**やること**
アイスランド語と移民の仕事探しについての文章を、最後の文の後から書き続けてください。

**読む文章**
* * *

あと、忘れないうちに触れておきますが、11日に「バイキングMore」の始まりの時間で、アイスランドのジェンダーイコールティ政策について紹介されていました。興味ある方は、削除される前に是非とも。
さて、今回はアイスランド語についてです。これは、これまでも何回も扱ってきましたし、まだまだいくらでも「いじりようのある」トピックです。
活発な議論が湧く「その時々の話題」があるのは、どの社会でも共通でしょうが、ここではそういう時事談義を別にして、恒常的に人気?があって、議論のタネとなるトピックがあります。
例えば「自然保護」「女性の権利」等がそういうものの範疇に入ると思いますが、「アイスランド語」もそのようなトピックのひとつです。アイスランド人はアイスランド語について話すのが好きなのです。
ちょいと付け加えると、世代の相違はありましょうが、「難しい言葉だろう」という上から目線にそっての話しが好きなのです。
時折り何かのきっかけがあって、アイスランド語についての話題が世に出てくると、こぞってその議論に参加したがる節(ふし)があります。
アイスランド語で書かれた小説
Myndin er ur ,,Snertingu" eftir Olafur Johann Olafsson
さて、「アイスランド語」を改まってトピックにする場合、そこに「外国人」が関わっていることが多いことは容易に理解していただけるだろうと思います。アイスランド人の中での「アイスランド語」の問題、ということも多くあるのですが、外国人、それも移民が関係していることの方が普通でしょう。今回、ご紹介する議論も、移民が関わっています。
この議論がヒートアップしたのは、実はもう、ちょっと前のことで、二月の始めです。その頃、あるニュースがRUV国営放送のテレビで流れました。移民の女性グループが、移民の就職活動を助ける会社を立ち上げた、というものでした。
景気が悪くなると、移民が職を得るのが難しくなるのは何処も同じです。コロナの影響でごそっと失業者が増えてしまった、昨今の状況下では、外国人が仕事を得るのは本当に難しくなっています。
これはこれで、真面目な議論をしなくてはいけないのですが、仕事に応募しても何の返事もない、というのがフツーになっています。
そういう中で「応募者の名前が外国名だと、それだけではねられてしまう」という都市伝説も生まれてきています。私はこれは「ありそうなことだ」と思いますが、それでも確認はされていないことだ、という条件は付けたいです。
もうひとつありそうなこと、というか、これは確認できる事実ですが、「アイスランド語ができる」ことが採用の条件になることです。これも扱うのが難しい面があり、正論から言うと「そりゃあ、そうだろう。言葉が通じなかったら、仕事するのは難しいじゃん」となります。
病院や介護施設がスタッフを新規募集したとして、新スタッフが患者さんや介護施設の利用者の方々と十分にコミュニケーションが取れなかったら、不都合以上の問題が生じることも考えられます。

* * *

**表示データ**

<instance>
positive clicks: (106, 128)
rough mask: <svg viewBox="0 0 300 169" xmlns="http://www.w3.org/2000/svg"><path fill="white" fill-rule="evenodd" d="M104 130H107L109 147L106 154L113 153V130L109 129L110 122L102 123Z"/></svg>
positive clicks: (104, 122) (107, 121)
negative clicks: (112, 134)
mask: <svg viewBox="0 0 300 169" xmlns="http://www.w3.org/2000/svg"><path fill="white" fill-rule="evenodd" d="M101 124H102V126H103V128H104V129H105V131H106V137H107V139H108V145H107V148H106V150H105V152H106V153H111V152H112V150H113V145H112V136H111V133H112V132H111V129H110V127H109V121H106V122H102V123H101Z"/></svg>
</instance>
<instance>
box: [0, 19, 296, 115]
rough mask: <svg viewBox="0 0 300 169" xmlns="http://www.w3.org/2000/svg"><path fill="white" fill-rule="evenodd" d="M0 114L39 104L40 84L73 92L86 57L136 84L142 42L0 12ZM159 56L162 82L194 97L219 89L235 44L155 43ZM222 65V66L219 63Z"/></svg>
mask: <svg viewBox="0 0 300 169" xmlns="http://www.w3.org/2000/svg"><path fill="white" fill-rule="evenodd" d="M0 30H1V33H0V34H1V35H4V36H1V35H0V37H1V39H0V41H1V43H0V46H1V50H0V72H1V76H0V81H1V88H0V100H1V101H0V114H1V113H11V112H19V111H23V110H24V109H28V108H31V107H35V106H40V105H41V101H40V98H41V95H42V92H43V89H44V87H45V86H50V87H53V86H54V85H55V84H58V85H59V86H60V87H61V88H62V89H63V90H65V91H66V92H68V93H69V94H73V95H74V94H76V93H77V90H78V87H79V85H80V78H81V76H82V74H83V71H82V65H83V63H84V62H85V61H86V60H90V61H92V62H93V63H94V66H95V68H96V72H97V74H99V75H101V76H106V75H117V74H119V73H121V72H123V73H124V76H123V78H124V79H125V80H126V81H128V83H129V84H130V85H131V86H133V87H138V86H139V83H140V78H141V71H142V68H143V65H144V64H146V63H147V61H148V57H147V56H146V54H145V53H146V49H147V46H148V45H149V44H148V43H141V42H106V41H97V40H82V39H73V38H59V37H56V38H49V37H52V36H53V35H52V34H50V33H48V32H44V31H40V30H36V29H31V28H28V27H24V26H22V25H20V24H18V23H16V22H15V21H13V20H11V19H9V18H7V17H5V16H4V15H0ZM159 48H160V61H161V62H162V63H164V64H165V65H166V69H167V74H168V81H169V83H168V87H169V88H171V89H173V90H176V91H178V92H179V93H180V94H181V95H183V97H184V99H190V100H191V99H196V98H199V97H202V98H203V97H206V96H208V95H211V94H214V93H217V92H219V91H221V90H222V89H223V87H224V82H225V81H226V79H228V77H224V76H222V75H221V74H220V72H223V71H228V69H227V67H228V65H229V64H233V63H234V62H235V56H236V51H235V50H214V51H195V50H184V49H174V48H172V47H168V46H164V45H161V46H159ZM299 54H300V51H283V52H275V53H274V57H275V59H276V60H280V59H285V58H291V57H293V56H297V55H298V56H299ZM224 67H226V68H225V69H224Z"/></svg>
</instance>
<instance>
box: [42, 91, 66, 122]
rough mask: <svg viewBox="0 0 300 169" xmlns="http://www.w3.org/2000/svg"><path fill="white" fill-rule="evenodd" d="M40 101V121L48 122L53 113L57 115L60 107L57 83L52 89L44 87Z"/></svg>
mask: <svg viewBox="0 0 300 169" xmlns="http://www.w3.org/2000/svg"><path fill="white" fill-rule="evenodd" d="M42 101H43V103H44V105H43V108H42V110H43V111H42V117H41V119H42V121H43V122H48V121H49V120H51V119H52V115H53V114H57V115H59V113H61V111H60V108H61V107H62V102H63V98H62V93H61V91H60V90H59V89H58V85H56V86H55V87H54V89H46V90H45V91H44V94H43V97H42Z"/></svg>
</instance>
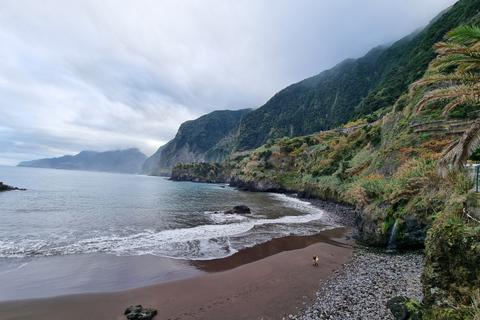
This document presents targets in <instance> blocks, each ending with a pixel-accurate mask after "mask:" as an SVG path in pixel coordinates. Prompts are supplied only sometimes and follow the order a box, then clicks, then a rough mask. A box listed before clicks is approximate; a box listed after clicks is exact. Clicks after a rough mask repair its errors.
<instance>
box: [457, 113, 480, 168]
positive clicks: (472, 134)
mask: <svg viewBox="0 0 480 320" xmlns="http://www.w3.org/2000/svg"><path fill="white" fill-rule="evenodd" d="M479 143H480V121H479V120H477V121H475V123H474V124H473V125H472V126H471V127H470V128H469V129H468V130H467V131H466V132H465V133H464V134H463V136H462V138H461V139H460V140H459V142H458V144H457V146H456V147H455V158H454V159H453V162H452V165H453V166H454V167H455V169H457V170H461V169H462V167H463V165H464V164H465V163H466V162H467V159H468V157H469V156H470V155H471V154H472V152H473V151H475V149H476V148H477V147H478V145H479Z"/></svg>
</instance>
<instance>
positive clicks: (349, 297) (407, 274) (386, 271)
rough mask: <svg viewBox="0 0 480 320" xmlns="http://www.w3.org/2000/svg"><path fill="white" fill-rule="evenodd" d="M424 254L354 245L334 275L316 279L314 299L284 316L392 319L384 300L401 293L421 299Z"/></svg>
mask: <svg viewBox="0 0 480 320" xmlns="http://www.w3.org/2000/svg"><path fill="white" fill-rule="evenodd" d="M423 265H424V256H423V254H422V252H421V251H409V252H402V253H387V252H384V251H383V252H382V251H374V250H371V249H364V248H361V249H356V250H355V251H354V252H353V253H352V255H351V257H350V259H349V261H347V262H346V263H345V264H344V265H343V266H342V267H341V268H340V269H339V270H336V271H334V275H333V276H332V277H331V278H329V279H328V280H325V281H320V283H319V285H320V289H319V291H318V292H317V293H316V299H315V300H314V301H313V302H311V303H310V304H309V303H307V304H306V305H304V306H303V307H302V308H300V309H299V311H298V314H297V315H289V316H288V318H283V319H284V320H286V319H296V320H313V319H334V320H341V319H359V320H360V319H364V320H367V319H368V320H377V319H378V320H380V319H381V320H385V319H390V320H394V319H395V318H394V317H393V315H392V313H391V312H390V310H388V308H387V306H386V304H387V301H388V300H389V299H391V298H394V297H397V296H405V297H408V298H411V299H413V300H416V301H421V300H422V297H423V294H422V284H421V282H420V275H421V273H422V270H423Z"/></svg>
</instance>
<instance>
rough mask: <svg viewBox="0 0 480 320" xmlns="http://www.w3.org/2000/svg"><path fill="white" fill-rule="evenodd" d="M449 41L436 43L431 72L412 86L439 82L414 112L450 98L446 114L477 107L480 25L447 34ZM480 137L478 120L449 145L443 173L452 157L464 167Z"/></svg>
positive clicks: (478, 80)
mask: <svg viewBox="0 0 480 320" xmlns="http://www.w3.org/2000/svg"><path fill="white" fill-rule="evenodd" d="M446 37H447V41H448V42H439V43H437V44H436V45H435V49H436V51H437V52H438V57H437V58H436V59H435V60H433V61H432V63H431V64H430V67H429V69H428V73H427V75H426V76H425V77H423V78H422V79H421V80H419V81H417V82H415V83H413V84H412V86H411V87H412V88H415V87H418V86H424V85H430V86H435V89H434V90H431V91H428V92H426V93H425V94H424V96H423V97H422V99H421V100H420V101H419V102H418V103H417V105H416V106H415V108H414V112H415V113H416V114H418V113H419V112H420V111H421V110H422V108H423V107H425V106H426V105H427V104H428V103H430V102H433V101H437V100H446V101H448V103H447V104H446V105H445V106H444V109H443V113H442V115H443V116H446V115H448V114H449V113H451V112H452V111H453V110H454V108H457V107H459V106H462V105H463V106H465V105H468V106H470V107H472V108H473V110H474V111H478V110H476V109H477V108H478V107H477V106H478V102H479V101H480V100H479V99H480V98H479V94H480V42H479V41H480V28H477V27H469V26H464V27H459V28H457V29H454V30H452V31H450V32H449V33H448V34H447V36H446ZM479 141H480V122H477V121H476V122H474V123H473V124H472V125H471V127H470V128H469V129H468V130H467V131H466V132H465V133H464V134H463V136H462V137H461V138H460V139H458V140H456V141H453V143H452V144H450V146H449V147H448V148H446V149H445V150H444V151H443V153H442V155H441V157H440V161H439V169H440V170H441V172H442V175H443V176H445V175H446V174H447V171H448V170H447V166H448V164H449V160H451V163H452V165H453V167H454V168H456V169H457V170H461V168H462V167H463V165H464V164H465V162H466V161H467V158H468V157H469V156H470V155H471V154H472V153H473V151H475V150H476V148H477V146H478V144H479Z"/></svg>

* * *

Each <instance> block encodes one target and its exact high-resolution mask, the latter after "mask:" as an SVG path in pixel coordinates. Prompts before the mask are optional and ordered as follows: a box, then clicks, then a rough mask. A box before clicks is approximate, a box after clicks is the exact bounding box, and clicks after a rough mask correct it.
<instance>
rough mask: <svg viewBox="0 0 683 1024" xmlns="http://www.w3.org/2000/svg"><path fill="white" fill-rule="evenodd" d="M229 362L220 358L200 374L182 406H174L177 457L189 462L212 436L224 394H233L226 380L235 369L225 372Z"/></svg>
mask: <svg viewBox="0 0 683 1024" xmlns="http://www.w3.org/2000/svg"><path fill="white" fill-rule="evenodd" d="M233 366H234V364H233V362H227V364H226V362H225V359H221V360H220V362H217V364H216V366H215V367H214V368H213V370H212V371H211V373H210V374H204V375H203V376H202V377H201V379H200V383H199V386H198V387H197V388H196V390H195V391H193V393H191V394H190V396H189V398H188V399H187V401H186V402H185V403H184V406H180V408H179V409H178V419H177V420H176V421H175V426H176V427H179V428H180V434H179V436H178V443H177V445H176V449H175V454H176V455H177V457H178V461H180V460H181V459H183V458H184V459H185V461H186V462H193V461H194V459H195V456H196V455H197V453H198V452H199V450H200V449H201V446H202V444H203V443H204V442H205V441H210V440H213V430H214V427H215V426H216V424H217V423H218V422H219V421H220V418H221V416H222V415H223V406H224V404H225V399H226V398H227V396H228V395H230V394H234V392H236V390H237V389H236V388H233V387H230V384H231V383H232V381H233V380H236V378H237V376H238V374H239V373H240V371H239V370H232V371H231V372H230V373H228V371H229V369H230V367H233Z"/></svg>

* * *

**こたえ**
その反面で、「言葉の能力」を大義名分にして外国人を「はねる」ことも容易くできます。法律上は「雇用に際して、(EU市民に関しては)国籍を優先条件にしてはいけない」という旨の規定があるのです。
ですが、「アイスランド語が十分にできること」という曖昧模糊とした条件を付けることは合法ですし、何が「十分」かは雇用者サイドが判断することなのです。
というわけで、この点で雇用者側と、応募者である移民/外国人側の間には限りなくクロに近いグレーのエリアが存在することになります。
移民の女性たちが立ち上げた会社Geko
Myndin er ur RUV.is
毎回はねられ、返事さえもらえない移民の側からしてみれば「外国人だから、始めから相手にされない」と感じてしまうことは無理からぬことですし、根拠のないことではありません。
そこで、この移民女性たちが ( *freezeここで注釈です。「移民」という言葉も曖昧な面があります。私や、あるいはペルーから来た人などは周囲から見ても、自分自身の理解からしても「移民」でしょう。
しかし、イギリスやドイツから来ている人たちは、自分たちが「移民」であるとは思っていないことが多いのです。「EU市民」–まあイギリスは抜けちゃいましたが− とかヨーロッパ人である意識の方が強いようです freeze解消) 自分たちの会社を立ち上げ、移民をサポートしようというのは、理解できることですし、良いことだろうと思います。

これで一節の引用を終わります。